Direction →
Rewrite the part that opens with the line containing "Task: find each instance of the black" and closes with the line containing "Target: black helmet", substituting "red helmet" for "black helmet" and leaving everything else unchanged. Give only those lines.

[Saved data entries]
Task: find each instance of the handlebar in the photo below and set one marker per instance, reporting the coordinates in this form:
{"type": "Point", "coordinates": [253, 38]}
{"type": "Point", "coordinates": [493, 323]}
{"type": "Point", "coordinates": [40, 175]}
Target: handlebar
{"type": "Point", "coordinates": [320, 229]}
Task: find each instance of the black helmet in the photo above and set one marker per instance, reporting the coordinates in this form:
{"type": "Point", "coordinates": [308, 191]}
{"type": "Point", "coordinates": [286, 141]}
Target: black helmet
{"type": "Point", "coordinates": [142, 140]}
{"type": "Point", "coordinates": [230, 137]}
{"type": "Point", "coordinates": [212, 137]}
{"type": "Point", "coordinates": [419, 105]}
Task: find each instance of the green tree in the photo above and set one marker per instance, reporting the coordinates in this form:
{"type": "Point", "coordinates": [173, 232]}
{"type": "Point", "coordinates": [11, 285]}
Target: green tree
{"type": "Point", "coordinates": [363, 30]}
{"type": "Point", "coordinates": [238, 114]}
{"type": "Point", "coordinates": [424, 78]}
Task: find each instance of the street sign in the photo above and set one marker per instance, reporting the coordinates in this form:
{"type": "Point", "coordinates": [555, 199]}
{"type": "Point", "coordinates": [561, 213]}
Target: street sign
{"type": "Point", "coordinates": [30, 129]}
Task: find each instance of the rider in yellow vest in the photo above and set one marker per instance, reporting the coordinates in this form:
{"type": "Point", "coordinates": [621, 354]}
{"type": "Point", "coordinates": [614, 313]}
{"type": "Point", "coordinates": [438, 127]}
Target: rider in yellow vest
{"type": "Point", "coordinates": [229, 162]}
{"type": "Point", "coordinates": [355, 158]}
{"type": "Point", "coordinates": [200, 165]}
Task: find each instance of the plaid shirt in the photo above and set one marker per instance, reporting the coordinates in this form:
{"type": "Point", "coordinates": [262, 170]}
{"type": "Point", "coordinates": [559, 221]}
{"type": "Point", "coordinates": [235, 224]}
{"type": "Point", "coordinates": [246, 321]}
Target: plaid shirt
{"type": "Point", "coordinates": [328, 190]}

* * *

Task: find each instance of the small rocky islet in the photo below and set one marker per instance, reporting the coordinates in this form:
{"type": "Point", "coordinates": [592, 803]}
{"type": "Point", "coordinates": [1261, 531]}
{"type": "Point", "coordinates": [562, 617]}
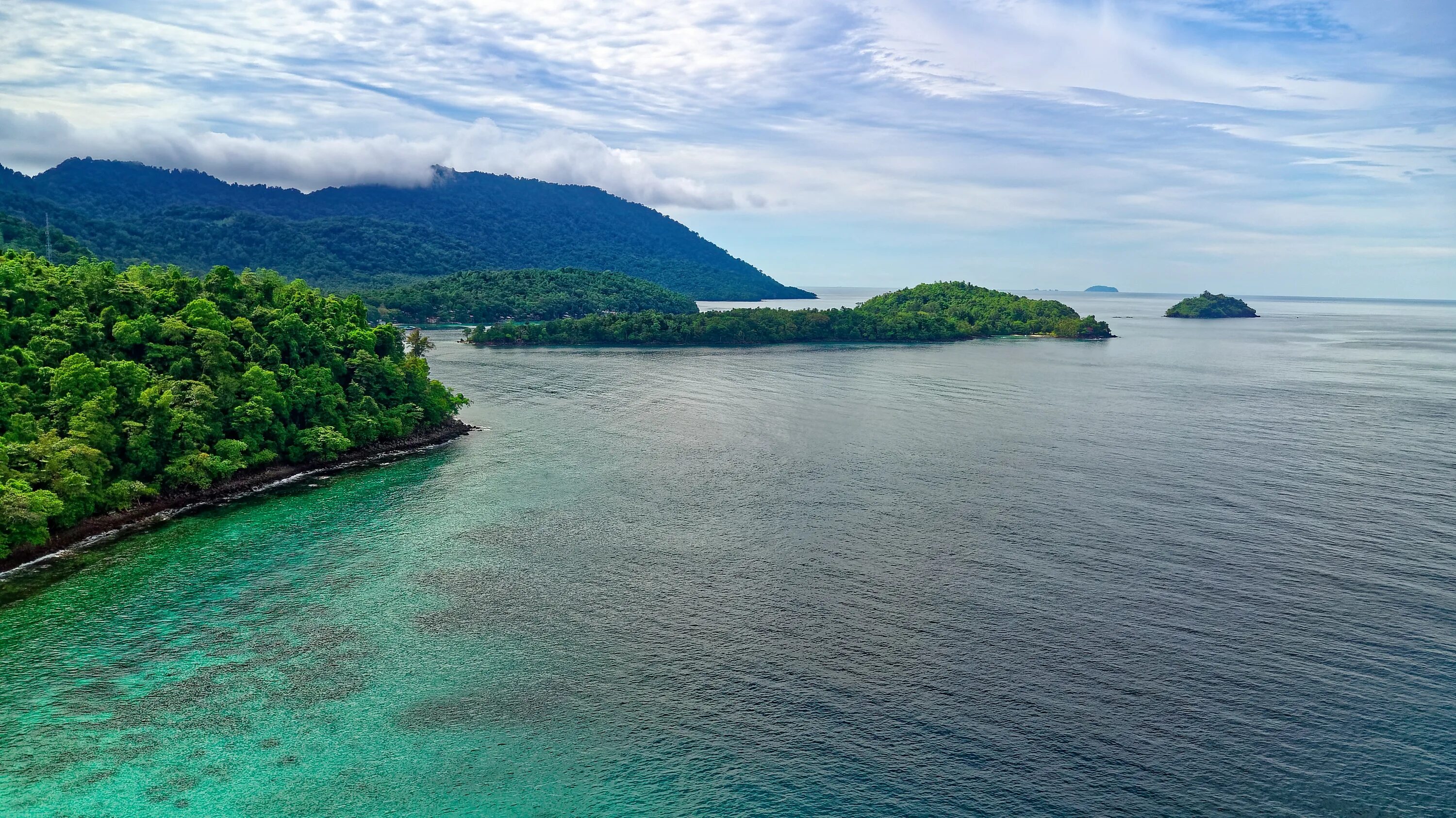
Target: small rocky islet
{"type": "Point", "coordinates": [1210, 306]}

Worked answer →
Task: find each instance of the red helmet in the photo above and set one marker per instance, reporting the coordinates in this form:
{"type": "Point", "coordinates": [308, 191]}
{"type": "Point", "coordinates": [286, 141]}
Target: red helmet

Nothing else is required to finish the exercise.